(Referring expression pointing data)
______
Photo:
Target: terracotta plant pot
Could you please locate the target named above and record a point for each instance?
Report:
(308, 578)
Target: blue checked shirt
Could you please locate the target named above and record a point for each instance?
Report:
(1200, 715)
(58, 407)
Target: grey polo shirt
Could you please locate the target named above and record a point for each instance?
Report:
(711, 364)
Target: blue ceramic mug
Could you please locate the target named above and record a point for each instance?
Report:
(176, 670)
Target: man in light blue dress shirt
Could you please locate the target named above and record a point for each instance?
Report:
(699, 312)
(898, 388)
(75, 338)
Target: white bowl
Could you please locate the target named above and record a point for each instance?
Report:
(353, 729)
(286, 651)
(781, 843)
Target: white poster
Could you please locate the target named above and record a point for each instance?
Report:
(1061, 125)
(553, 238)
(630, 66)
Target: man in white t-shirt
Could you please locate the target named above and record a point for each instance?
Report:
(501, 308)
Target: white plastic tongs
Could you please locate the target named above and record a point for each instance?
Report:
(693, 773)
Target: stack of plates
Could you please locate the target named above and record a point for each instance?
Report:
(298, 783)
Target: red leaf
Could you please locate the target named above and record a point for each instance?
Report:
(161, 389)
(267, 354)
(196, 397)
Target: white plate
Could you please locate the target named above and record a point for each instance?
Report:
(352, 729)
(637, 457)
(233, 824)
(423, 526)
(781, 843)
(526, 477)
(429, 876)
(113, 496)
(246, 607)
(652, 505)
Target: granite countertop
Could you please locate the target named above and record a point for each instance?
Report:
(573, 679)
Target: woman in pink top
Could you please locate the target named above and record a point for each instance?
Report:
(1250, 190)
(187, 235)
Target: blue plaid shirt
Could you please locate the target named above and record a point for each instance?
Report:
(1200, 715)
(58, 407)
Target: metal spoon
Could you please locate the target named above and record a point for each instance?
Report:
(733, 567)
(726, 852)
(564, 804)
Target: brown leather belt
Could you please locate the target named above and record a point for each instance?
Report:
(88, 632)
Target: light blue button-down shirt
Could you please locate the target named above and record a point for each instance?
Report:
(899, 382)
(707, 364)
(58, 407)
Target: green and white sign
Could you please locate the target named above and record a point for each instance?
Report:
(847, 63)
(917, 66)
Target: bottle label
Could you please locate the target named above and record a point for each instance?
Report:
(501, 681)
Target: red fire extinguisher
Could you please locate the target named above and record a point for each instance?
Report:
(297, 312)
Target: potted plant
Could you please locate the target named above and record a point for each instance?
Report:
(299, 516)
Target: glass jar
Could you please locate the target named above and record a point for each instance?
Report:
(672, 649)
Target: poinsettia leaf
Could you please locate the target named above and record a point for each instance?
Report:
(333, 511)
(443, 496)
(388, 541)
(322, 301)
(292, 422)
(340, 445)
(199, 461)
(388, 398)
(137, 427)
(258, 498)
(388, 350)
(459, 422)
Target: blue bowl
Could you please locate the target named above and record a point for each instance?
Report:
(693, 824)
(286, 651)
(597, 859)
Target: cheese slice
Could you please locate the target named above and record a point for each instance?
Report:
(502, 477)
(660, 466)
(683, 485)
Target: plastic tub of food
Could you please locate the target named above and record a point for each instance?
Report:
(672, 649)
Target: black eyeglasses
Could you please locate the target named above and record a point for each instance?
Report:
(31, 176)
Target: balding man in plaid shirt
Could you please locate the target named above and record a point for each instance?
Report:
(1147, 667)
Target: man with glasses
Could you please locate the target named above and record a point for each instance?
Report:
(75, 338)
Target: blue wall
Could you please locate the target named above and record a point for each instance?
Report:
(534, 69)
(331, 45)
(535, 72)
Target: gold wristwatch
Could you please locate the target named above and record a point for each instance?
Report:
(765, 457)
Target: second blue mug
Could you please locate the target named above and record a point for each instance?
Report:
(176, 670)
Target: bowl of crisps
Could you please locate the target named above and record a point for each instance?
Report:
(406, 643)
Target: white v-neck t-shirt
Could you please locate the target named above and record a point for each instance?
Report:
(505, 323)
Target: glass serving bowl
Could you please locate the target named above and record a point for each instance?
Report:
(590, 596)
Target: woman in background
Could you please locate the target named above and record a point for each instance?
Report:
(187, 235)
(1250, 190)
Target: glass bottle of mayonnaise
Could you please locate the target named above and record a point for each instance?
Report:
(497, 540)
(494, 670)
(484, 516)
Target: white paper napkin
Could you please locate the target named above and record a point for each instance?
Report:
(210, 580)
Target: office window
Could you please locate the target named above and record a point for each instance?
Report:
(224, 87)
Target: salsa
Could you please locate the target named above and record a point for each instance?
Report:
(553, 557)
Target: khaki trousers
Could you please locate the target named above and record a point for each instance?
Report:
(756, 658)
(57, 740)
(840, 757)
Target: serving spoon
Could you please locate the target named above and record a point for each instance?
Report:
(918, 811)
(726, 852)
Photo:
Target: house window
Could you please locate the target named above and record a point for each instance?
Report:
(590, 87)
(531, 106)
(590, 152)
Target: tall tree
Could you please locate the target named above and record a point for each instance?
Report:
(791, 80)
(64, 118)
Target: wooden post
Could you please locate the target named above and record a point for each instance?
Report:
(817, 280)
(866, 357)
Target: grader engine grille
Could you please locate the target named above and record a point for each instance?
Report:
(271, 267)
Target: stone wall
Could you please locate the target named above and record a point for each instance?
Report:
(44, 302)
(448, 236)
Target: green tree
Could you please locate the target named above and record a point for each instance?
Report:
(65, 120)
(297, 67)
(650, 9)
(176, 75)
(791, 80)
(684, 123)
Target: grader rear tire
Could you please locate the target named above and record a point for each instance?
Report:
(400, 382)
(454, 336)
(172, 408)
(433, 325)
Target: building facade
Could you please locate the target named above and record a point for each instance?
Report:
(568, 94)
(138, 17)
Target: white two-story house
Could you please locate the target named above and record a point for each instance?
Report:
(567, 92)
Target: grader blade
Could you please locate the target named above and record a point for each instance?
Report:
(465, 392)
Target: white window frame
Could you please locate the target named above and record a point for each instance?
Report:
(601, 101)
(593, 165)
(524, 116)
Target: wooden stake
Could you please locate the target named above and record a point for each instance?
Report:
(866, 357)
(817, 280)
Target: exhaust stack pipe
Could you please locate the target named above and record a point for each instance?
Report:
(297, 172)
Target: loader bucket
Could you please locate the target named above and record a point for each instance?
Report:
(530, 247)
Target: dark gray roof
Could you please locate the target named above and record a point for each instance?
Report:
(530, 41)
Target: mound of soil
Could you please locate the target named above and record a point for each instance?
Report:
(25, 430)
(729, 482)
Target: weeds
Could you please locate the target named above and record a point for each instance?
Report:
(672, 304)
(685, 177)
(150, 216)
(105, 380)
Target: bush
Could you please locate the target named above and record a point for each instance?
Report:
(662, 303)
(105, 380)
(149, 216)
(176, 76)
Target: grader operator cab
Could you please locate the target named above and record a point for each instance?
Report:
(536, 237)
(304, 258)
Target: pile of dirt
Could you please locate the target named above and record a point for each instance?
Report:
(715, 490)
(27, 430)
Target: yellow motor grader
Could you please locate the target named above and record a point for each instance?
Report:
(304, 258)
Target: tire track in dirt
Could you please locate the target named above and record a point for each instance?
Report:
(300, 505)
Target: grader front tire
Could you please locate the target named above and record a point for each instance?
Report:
______
**Your assignment:** Output a faithful copy of every entry, keeping each line as written.

**Answer space:**
Photo:
Target: terracotta plant pot
Could you please locate the target named above and record a point for each instance?
Report:
(308, 578)
Target: blue checked shirt
Could you please locate the target named above and record a point for each instance?
Report:
(1200, 715)
(58, 407)
Target: grey polo shirt
Could you please locate the target named above and record a point for each instance?
Report:
(711, 364)
Target: blue ceramic mug
Could you please locate the target named above and record a point for each instance?
Report:
(176, 670)
Target: man in light blue dress shirt
Could you please locate the target named above and record a point for each instance?
Report:
(699, 312)
(898, 388)
(75, 338)
Target: white bowl
Could you please locate the target named above and record a point for each instance?
Report:
(353, 729)
(286, 651)
(781, 843)
Target: white poster
Could you please locate the target named above and record a point for each instance?
Report:
(1061, 125)
(553, 238)
(630, 66)
Target: man in white t-shirt
Could you please locate the target named above and record a point for each instance?
Report:
(501, 308)
Target: white plastic tongs
Could you please locate the target named above and record a point for each instance?
Report:
(693, 773)
Target: stack of plates
Could you please locate the target named above and record a point for each instance?
Report:
(298, 783)
Target: red leaf
Could you please locate the target named above and record a point for each instance?
Report:
(161, 389)
(267, 354)
(196, 397)
Target: white plate
Could you please locate the target named above and record a point for each instance?
Report:
(352, 729)
(637, 457)
(233, 824)
(423, 526)
(781, 843)
(526, 477)
(429, 876)
(113, 496)
(246, 607)
(652, 505)
Target: granite countertop
Could you please locate the target named above and record a point for each instance?
Report:
(573, 679)
Target: woman in pink top
Could you please locate the target named above and record a point for each instance?
Report:
(1250, 190)
(187, 235)
Target: blue plaid shirt
Could you please locate the target named above and record a point for each instance?
Report:
(1200, 715)
(58, 407)
Target: metal spoon
Could you please locate the target named above and record a point for each instance?
Report:
(733, 567)
(726, 852)
(564, 804)
Target: brown leather belt
Could you please locate the target named above and record a point for each instance?
Report:
(88, 632)
Target: light blue button-down shirt
Could you please locate the target named above and record a point for each instance?
Report:
(899, 382)
(707, 364)
(58, 407)
Target: green and white sign
Could you please locate the target named above and record a point for each instance?
Report:
(847, 63)
(917, 66)
Target: bottle label
Could you please locate the target named above and record a point for each instance?
Report:
(501, 681)
Target: red fire extinguisher
Could you please locate the target named above and record a point for each instance?
Report:
(297, 312)
Target: potted plant
Could you please locate the target named above and record a point for each instance?
Report:
(299, 516)
Target: glass jar
Could you please locate the target named above and record a point for each instance?
Report:
(672, 649)
Target: poinsettia leaf
Could you please locate the target named above and record a point for each instance?
Report:
(333, 511)
(443, 496)
(388, 541)
(322, 301)
(292, 422)
(340, 445)
(199, 461)
(388, 398)
(137, 427)
(258, 498)
(388, 350)
(459, 422)
Target: blue bowl
Could you please locate the target named above and record a point for each instance?
Report:
(693, 824)
(286, 651)
(597, 859)
Target: cheese slice
Could you please locate the target named above and record a point for each instance?
Report:
(502, 477)
(660, 466)
(683, 485)
Target: plastic tub of food
Could you please locate the target named above and record a point for each instance?
Report:
(672, 649)
Target: black eyeglasses
Could you please locate the target named above and record a point for each instance?
Report:
(31, 176)
Target: balding man in plaid shirt
Could you please locate the target named above and record a point for each instance?
Report:
(1147, 667)
Target: man with glasses
Could you please locate the target named above and record a point for each instance?
Report:
(75, 338)
Target: blue wall
Could you please locate the target named above and record a point for each instance?
Report:
(534, 69)
(331, 45)
(535, 72)
Target: gold wristwatch
Could you please locate the target named above and record a point for each instance?
Report:
(765, 457)
Target: second blue mug
Could you please locate the target named above and record a point for each instance?
Report:
(176, 670)
Target: bowl of crisps
Could you please locate the target named above and record a point for each instance?
Report:
(406, 643)
Target: white v-neck t-shirt
Could you please locate the target named above and record a point for each instance?
Report:
(505, 323)
Target: glass serving bowl
Could you please locate the target named above and record a point for each instance?
Report:
(590, 596)
Target: woman in background
Could you please locate the target named above and record a point for each instance?
Report:
(187, 235)
(1250, 190)
Target: glass bottle of mayonnaise
Could you please locate the target named above and record a point for each instance?
Report:
(497, 540)
(494, 670)
(484, 516)
Target: white paper napkin
Could you please locate the target named above and record a point for each instance?
Report:
(210, 580)
Target: office window
Could you please locate the target named above and record a point for each instance?
Report:
(224, 87)
Target: salsa
Could you please locate the target named above and record a point for each instance?
Report:
(553, 557)
Target: khaki trousers
Could you please locate the target named above and record a point for each instance?
Report:
(756, 658)
(57, 740)
(840, 757)
Target: serving spoon
Could you please locate the target named above and record a point for each instance?
Report:
(918, 811)
(726, 852)
Photo:
Target: house window
Could you please locate the target named above and record a point for each instance?
Report:
(590, 87)
(531, 106)
(590, 152)
Target: tall tree
Could you please locate the target named above and record a point for each instance?
Report:
(791, 80)
(64, 118)
Target: wooden post
Could you please locate the target named above and record a point for each instance?
Report:
(817, 280)
(866, 357)
Target: grader engine grille
Could you please locate the target named above and record a point for each instance?
Report:
(271, 267)
Target: stone wall
Could you please locate the target named above and record a point for each instance?
Report:
(44, 302)
(448, 236)
Target: green tree
Could you please locate the target named above and record a point for each instance?
Report:
(65, 120)
(297, 67)
(650, 9)
(176, 75)
(791, 80)
(684, 123)
Target: grader rear tire
Could you please locate the target named above and record a point for each instance?
Report:
(400, 382)
(454, 336)
(172, 408)
(433, 325)
Target: building facade
Could you please locate the target named above and record a point for each instance?
Report:
(568, 94)
(138, 17)
Target: white two-story house
Could you please locate the target named above and record a point for each instance?
Report:
(567, 92)
Target: grader blade
Could you please locate the target named above and record a point for each instance?
Report:
(465, 392)
Target: white window frame
Could you please locate the target named above and record a point for each instance?
Report:
(601, 101)
(593, 165)
(524, 116)
Target: wooden stake
Could you please locate the target named above and record a point for each instance?
Report:
(866, 357)
(817, 280)
Target: exhaust stack pipe
Could you please locate the target named above and record a point for each instance?
Report:
(297, 172)
Target: loader bucket
Could you please locate the target named above and record a point for each instance?
Report:
(530, 247)
Target: dark gray roof
Could you please locate the target named above and record a point for each instance?
Report:
(530, 41)
Target: mound of soil
Could you please locate the target named above and record a point for each instance?
Report:
(25, 430)
(729, 482)
Target: weeds
Could you please locate the target named above and record a point for each instance?
Report:
(672, 304)
(685, 177)
(150, 216)
(105, 380)
Target: bush
Could you please locate the target named above and record a point for each instance?
Report:
(662, 303)
(105, 380)
(149, 216)
(176, 76)
Target: grader operator cab
Could you please locate the target named above and record a point for each instance?
Report:
(536, 237)
(304, 258)
Target: pile of dirt
Could you please locate the target named above and record a point for each instance?
Report:
(715, 490)
(27, 430)
Target: yellow motor grader
Could you please locate the target named above and record a point for each instance?
Report:
(304, 258)
Target: tire track in dirt
Could you please locate the target named above and record a point for each instance?
Report:
(300, 505)
Target: grader front tire
Could you please locate the target named above and record a point for each instance?
Report:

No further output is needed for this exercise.